Objective: From the line containing "Mark the region of each instance of the boy's blonde" down to the last line of the material, return those lines verbatim and only those.

▼

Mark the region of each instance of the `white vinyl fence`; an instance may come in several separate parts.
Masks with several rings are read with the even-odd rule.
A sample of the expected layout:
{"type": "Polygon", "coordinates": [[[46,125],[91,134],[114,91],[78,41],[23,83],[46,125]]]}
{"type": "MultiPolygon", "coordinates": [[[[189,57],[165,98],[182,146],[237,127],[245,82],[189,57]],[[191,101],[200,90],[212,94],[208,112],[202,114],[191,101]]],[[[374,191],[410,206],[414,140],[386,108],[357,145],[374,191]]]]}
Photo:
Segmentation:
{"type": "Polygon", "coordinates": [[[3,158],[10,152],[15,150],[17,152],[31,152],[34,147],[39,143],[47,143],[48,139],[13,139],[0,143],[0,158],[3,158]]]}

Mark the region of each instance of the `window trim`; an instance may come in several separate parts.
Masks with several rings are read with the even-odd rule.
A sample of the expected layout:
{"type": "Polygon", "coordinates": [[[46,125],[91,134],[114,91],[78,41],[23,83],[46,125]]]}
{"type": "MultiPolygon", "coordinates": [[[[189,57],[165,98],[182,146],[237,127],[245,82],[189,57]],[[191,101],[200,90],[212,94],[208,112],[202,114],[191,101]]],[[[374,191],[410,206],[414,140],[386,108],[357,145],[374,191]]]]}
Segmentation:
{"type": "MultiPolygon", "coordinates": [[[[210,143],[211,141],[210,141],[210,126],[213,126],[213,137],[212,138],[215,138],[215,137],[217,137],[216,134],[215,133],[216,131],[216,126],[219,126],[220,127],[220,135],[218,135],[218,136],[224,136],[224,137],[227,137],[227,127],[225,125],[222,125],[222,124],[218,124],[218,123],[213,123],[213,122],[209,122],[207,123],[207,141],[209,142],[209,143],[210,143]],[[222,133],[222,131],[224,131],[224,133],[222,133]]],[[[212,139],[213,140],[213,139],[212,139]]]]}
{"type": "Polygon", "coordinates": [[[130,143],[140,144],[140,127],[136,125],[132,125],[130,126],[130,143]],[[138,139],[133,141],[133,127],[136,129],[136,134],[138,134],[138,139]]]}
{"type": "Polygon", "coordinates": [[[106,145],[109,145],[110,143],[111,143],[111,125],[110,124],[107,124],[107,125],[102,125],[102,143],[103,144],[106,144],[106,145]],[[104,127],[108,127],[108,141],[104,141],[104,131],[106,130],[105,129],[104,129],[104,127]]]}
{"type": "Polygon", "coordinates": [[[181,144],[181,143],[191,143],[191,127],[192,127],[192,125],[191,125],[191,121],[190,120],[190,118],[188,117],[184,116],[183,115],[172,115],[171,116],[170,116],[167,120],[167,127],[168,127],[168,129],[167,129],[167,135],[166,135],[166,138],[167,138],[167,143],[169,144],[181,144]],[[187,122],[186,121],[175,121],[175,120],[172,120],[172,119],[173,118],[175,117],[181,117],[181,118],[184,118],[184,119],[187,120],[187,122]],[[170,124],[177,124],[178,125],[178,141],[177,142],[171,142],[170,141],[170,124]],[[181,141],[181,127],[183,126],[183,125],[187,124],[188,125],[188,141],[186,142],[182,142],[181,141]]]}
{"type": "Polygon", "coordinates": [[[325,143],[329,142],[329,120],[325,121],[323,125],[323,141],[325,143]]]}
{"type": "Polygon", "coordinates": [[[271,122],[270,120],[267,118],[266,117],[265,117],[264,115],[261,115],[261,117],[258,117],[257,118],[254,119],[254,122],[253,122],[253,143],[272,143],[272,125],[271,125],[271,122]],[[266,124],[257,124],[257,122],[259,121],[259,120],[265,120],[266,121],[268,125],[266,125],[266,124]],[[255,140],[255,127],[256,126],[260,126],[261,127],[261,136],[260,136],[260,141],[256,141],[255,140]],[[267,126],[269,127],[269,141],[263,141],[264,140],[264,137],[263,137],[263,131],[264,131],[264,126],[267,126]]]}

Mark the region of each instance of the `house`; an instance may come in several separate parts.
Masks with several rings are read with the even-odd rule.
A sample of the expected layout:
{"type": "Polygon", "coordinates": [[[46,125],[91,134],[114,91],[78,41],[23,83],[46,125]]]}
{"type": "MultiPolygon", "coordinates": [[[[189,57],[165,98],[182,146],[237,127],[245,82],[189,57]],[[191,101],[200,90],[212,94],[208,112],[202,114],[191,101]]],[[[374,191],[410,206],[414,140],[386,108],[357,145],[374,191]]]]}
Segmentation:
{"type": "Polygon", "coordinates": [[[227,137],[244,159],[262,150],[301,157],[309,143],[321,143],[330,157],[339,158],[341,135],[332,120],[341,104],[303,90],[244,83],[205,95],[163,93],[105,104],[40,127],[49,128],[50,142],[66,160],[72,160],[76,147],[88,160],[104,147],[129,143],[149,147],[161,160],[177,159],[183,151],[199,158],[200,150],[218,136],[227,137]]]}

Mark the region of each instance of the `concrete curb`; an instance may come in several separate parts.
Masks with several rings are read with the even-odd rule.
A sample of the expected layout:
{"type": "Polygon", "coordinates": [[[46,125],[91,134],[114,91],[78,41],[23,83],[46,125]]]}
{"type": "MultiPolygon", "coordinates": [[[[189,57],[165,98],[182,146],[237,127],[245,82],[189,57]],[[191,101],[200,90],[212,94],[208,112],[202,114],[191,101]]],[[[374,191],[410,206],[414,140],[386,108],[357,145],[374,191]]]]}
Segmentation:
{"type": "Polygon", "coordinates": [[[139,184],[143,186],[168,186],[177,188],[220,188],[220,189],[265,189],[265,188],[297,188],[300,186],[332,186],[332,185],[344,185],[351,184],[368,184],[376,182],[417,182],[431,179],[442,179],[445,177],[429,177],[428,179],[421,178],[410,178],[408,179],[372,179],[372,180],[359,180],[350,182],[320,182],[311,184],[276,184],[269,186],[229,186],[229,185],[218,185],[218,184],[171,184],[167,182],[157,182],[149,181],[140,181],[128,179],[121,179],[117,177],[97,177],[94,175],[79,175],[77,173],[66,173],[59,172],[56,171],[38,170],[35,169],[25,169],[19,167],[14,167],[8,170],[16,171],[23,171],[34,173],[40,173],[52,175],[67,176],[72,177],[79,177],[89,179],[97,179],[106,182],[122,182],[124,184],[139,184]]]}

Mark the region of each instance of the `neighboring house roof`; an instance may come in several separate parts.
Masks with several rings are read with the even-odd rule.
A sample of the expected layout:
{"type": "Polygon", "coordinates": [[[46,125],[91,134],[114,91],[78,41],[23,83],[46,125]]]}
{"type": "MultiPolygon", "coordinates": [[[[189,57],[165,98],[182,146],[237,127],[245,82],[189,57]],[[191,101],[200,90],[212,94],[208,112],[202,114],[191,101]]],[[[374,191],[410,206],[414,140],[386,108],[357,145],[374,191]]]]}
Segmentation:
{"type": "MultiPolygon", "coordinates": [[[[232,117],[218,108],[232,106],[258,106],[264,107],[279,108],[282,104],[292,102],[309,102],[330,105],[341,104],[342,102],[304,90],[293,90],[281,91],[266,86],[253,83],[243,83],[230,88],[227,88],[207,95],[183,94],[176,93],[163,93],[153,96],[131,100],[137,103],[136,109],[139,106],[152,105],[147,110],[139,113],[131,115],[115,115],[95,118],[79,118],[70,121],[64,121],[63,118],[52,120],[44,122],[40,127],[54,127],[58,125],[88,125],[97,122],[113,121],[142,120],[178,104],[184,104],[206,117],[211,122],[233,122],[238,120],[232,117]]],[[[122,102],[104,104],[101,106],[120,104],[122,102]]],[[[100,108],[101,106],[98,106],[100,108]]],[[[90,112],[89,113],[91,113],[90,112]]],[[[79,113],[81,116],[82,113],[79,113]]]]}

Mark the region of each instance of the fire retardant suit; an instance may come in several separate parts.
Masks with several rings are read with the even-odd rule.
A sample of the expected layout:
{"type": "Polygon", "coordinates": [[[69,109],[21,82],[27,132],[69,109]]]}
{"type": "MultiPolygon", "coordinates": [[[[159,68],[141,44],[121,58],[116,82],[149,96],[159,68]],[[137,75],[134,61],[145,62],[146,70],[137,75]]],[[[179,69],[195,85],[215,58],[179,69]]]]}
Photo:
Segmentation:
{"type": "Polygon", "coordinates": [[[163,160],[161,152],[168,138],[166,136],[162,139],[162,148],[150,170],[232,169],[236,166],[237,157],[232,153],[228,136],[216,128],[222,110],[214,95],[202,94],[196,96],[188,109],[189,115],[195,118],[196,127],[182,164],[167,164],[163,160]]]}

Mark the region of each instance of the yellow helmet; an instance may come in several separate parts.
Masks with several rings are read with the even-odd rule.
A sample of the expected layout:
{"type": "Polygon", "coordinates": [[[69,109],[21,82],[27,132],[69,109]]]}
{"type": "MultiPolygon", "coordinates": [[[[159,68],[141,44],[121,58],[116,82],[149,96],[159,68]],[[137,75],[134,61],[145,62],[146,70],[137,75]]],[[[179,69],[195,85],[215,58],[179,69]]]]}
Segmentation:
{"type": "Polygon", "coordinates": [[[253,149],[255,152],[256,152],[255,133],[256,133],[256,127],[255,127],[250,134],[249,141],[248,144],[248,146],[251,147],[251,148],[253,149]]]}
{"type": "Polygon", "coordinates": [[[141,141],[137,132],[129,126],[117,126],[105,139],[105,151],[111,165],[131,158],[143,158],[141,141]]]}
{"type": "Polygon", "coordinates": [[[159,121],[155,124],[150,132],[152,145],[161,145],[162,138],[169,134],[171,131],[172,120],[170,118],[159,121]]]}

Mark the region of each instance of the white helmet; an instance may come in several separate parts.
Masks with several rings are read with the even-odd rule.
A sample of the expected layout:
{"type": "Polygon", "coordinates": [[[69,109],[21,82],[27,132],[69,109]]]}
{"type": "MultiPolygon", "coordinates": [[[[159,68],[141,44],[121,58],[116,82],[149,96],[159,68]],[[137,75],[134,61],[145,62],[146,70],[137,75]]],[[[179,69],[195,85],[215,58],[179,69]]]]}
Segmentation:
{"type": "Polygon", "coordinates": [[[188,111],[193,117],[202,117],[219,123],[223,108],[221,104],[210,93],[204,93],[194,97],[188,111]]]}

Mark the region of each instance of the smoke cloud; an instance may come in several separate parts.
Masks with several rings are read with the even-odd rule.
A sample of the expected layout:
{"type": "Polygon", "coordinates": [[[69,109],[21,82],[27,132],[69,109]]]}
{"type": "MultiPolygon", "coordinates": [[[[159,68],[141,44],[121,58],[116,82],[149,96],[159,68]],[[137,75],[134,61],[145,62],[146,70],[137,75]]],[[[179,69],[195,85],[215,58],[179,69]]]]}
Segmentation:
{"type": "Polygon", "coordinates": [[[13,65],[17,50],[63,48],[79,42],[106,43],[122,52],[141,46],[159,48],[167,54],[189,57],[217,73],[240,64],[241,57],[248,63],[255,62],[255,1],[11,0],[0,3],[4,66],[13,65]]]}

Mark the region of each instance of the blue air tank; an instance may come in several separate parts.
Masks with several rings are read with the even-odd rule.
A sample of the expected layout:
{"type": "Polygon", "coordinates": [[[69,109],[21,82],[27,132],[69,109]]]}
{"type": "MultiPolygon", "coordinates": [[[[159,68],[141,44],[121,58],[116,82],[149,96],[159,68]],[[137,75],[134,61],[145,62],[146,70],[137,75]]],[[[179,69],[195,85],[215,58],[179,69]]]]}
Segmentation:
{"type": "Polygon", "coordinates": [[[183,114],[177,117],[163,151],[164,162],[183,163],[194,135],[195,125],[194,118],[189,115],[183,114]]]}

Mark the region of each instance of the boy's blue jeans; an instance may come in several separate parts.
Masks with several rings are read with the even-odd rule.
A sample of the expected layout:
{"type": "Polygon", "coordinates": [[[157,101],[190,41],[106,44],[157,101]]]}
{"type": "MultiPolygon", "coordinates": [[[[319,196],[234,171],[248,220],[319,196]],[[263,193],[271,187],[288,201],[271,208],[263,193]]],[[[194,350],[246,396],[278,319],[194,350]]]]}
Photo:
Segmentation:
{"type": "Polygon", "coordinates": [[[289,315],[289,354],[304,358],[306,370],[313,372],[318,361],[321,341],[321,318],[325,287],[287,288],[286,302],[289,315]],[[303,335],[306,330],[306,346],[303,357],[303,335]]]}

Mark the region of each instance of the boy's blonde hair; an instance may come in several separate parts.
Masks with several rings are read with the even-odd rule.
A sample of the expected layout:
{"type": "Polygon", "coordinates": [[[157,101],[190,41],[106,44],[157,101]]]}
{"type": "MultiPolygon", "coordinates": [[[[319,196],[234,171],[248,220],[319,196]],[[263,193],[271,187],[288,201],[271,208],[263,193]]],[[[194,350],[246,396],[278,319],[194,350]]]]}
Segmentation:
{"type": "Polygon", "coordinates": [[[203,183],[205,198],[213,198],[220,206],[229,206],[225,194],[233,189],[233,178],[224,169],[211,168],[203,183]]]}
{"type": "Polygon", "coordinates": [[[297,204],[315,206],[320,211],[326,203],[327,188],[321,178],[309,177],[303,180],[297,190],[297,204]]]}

▲

Reply:
Mark the region of each instance of the boy's blonde hair; an instance may come in several separate parts.
Masks with several rings are read with the even-odd rule.
A sample of the expected layout:
{"type": "Polygon", "coordinates": [[[157,101],[190,41],[106,44],[157,101]]]}
{"type": "MultiPolygon", "coordinates": [[[[319,196],[234,171],[248,220],[319,196]],[[263,193],[271,187],[288,201],[271,208],[263,193]]],[[[194,350],[246,396],[278,319],[194,350]]]]}
Segmentation:
{"type": "Polygon", "coordinates": [[[203,183],[205,198],[213,198],[220,206],[229,206],[225,194],[233,189],[233,178],[224,169],[211,168],[203,183]]]}
{"type": "Polygon", "coordinates": [[[297,204],[315,206],[320,211],[326,203],[327,188],[321,178],[309,177],[303,180],[297,190],[297,204]]]}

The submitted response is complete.